• Dataset records:
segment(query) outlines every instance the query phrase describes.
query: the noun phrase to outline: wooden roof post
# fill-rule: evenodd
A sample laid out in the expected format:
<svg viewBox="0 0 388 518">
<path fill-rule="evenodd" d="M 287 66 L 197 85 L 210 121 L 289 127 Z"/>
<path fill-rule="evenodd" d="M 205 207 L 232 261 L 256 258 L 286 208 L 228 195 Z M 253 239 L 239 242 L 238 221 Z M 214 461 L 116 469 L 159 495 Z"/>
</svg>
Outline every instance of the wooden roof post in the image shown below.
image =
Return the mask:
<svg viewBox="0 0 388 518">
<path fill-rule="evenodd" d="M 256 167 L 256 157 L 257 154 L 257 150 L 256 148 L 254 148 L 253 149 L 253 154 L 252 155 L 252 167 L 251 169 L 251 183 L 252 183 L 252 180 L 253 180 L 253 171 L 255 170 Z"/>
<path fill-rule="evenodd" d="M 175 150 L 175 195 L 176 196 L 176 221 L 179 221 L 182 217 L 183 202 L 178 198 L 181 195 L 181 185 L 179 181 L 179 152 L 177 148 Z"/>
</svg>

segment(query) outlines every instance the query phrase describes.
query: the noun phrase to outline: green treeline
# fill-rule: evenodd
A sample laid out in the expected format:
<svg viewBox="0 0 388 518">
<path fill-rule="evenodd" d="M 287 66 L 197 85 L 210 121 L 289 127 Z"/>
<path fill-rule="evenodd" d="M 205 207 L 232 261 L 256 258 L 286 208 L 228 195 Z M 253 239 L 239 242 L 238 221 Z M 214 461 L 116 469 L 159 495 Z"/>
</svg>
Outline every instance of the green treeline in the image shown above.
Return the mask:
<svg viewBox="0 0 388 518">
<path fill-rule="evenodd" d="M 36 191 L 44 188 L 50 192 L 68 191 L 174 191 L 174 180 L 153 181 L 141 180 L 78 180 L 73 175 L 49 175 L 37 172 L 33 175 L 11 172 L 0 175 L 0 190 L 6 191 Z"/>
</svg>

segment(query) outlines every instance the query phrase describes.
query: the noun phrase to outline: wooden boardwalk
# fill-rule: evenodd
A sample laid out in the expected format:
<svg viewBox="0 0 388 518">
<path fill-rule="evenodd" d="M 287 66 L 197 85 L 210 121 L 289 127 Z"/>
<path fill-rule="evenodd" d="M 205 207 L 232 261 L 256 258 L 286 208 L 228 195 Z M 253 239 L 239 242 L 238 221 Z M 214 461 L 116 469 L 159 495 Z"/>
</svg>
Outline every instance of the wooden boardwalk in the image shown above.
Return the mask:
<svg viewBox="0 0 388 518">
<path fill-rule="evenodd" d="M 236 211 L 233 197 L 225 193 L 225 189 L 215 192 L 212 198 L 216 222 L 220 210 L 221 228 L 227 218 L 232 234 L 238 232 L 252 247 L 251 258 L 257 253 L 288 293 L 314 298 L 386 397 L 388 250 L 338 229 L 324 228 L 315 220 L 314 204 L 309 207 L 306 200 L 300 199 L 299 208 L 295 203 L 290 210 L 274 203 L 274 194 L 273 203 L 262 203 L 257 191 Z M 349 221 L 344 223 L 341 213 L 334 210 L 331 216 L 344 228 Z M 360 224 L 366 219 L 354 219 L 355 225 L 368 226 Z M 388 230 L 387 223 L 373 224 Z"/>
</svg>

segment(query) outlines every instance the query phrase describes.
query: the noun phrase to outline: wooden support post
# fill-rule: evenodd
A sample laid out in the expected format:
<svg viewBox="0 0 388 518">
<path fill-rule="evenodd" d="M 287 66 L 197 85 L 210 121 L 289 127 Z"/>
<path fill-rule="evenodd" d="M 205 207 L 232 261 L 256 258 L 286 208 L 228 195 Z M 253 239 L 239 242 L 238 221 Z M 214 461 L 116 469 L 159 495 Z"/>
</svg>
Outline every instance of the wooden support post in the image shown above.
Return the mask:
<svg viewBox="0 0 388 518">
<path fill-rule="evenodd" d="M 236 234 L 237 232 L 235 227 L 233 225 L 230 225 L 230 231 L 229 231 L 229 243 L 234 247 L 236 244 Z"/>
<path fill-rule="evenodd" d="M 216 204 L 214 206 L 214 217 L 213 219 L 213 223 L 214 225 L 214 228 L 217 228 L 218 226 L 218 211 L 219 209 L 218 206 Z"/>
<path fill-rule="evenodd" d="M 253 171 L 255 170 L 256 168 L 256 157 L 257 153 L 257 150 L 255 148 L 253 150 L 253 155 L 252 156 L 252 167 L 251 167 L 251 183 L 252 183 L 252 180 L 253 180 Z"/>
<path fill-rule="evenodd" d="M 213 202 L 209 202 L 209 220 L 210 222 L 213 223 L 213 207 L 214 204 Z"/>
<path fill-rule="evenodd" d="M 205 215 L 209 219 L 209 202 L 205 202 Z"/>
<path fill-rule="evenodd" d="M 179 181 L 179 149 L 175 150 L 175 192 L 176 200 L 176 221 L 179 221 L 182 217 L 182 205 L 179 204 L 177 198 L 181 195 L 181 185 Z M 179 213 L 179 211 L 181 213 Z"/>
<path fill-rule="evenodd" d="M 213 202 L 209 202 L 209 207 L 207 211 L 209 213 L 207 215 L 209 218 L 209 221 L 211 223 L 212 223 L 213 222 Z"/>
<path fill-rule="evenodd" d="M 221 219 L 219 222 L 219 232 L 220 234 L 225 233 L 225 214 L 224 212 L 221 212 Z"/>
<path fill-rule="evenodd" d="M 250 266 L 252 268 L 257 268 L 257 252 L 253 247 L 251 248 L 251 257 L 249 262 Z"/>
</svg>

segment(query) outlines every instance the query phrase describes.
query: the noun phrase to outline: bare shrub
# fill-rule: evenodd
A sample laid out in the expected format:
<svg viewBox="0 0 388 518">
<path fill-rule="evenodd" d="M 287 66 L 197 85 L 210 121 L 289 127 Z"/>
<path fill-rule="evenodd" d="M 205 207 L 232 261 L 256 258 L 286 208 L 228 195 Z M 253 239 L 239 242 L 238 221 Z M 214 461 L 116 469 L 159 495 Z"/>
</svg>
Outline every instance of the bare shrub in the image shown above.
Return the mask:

• BRIEF:
Retype the listing above in full, with no alterations.

• FINAL ANSWER:
segment(query) outlines every instance the query phrase describes.
query: the noun phrase to outline: wooden roof post
# fill-rule: evenodd
A sample laid out in the expected format:
<svg viewBox="0 0 388 518">
<path fill-rule="evenodd" d="M 287 66 L 197 85 L 210 121 L 289 127 Z"/>
<path fill-rule="evenodd" d="M 205 207 L 232 261 L 256 258 L 286 208 L 228 195 Z M 253 239 L 239 242 L 238 221 Z M 214 461 L 116 469 L 159 495 Z"/>
</svg>
Outline every instance of the wooden roof post in the image shown below.
image =
Return the mask:
<svg viewBox="0 0 388 518">
<path fill-rule="evenodd" d="M 256 167 L 256 157 L 257 154 L 257 150 L 256 148 L 254 148 L 253 149 L 253 154 L 252 155 L 252 167 L 251 169 L 251 183 L 252 183 L 252 180 L 253 180 L 253 171 L 255 170 Z"/>
<path fill-rule="evenodd" d="M 175 150 L 175 195 L 176 196 L 176 221 L 179 221 L 182 217 L 183 202 L 178 198 L 181 195 L 181 185 L 179 181 L 179 152 L 177 148 Z"/>
</svg>

segment(query) outlines every instance the query phrase describes.
query: the noun phrase to outline: green treeline
# fill-rule: evenodd
A sample laid out in the expected format:
<svg viewBox="0 0 388 518">
<path fill-rule="evenodd" d="M 287 66 L 197 85 L 210 121 L 289 127 Z"/>
<path fill-rule="evenodd" d="M 205 207 L 232 261 L 256 258 L 286 208 L 228 195 Z M 253 239 L 239 242 L 238 221 Z M 214 461 L 116 469 L 159 495 Z"/>
</svg>
Outline every instance of the green treeline in the image shown above.
Return the mask:
<svg viewBox="0 0 388 518">
<path fill-rule="evenodd" d="M 36 191 L 44 188 L 50 192 L 68 191 L 174 191 L 174 180 L 153 181 L 141 180 L 78 180 L 73 175 L 49 175 L 37 172 L 33 175 L 11 172 L 0 175 L 0 190 L 6 191 Z"/>
</svg>

segment(query) outlines every instance the query phrase describes.
query: the noun phrase to outline: wooden boardwalk
# fill-rule: evenodd
A sample laid out in the expected format:
<svg viewBox="0 0 388 518">
<path fill-rule="evenodd" d="M 287 66 L 197 85 L 210 121 L 289 127 Z"/>
<path fill-rule="evenodd" d="M 205 207 L 232 261 L 256 258 L 286 208 L 228 195 Z M 253 239 L 239 242 L 238 221 Z M 214 461 L 116 469 L 159 495 Z"/>
</svg>
Outline every instance of the wooden boardwalk in the image shown above.
Return the mask:
<svg viewBox="0 0 388 518">
<path fill-rule="evenodd" d="M 236 211 L 233 197 L 225 193 L 225 189 L 215 192 L 212 198 L 216 222 L 220 210 L 221 228 L 227 218 L 232 234 L 238 232 L 252 247 L 251 258 L 257 253 L 288 293 L 314 298 L 386 397 L 388 250 L 338 229 L 324 228 L 315 220 L 314 204 L 309 207 L 306 200 L 300 199 L 299 208 L 295 203 L 290 210 L 274 203 L 274 194 L 273 203 L 262 203 L 257 191 Z M 349 221 L 344 223 L 341 213 L 334 210 L 331 216 L 344 228 Z M 360 224 L 366 219 L 354 219 L 355 225 L 368 226 Z M 388 230 L 387 223 L 373 224 Z"/>
</svg>

segment(query) outlines every instance the query phrase describes.
query: the noun phrase to outline: wooden support post
# fill-rule: evenodd
A sample laid out in the expected format:
<svg viewBox="0 0 388 518">
<path fill-rule="evenodd" d="M 287 66 L 197 85 L 210 121 L 289 127 Z"/>
<path fill-rule="evenodd" d="M 205 207 L 232 261 L 256 258 L 286 208 L 228 195 Z M 253 239 L 239 242 L 238 221 Z M 214 461 L 116 469 L 159 495 Z"/>
</svg>
Outline every instance of the wooden support post in the image shown above.
Return the mask:
<svg viewBox="0 0 388 518">
<path fill-rule="evenodd" d="M 236 234 L 237 232 L 235 227 L 233 225 L 230 225 L 230 231 L 229 231 L 229 243 L 234 247 L 236 244 Z"/>
<path fill-rule="evenodd" d="M 216 204 L 214 206 L 214 217 L 213 219 L 213 223 L 214 225 L 214 228 L 217 228 L 218 226 L 218 211 L 219 209 L 218 206 Z"/>
<path fill-rule="evenodd" d="M 253 171 L 255 170 L 256 168 L 256 157 L 257 153 L 257 150 L 255 148 L 253 150 L 253 155 L 252 156 L 252 167 L 251 167 L 251 183 L 252 183 L 252 180 L 253 180 Z"/>
<path fill-rule="evenodd" d="M 213 202 L 209 202 L 209 220 L 210 222 L 213 223 L 213 207 L 214 204 Z"/>
<path fill-rule="evenodd" d="M 205 215 L 209 219 L 209 202 L 205 202 Z"/>
<path fill-rule="evenodd" d="M 179 181 L 179 149 L 175 150 L 175 192 L 176 200 L 176 221 L 179 221 L 182 217 L 182 205 L 179 204 L 177 198 L 181 195 L 181 185 Z M 179 213 L 179 211 L 181 213 Z"/>
<path fill-rule="evenodd" d="M 213 202 L 209 202 L 209 207 L 207 211 L 209 213 L 207 215 L 209 218 L 209 221 L 211 223 L 212 223 L 213 222 Z"/>
<path fill-rule="evenodd" d="M 221 219 L 219 222 L 219 232 L 220 234 L 225 233 L 225 214 L 224 212 L 221 212 Z"/>
<path fill-rule="evenodd" d="M 250 266 L 252 268 L 257 268 L 257 252 L 253 247 L 251 248 L 251 257 L 249 262 Z"/>
</svg>

segment(query) outlines every instance the query phrase describes.
query: the noun phrase to outline: bare shrub
# fill-rule: evenodd
A sample laid out in the expected format:
<svg viewBox="0 0 388 518">
<path fill-rule="evenodd" d="M 287 66 L 197 85 L 210 121 L 289 127 Z"/>
<path fill-rule="evenodd" d="M 205 207 L 232 261 L 256 258 L 286 208 L 228 195 Z M 253 239 L 239 242 L 238 221 Z M 214 461 L 116 469 L 159 495 Z"/>
</svg>
Outline every instance of the bare shrub in the image shown above.
Return the mask:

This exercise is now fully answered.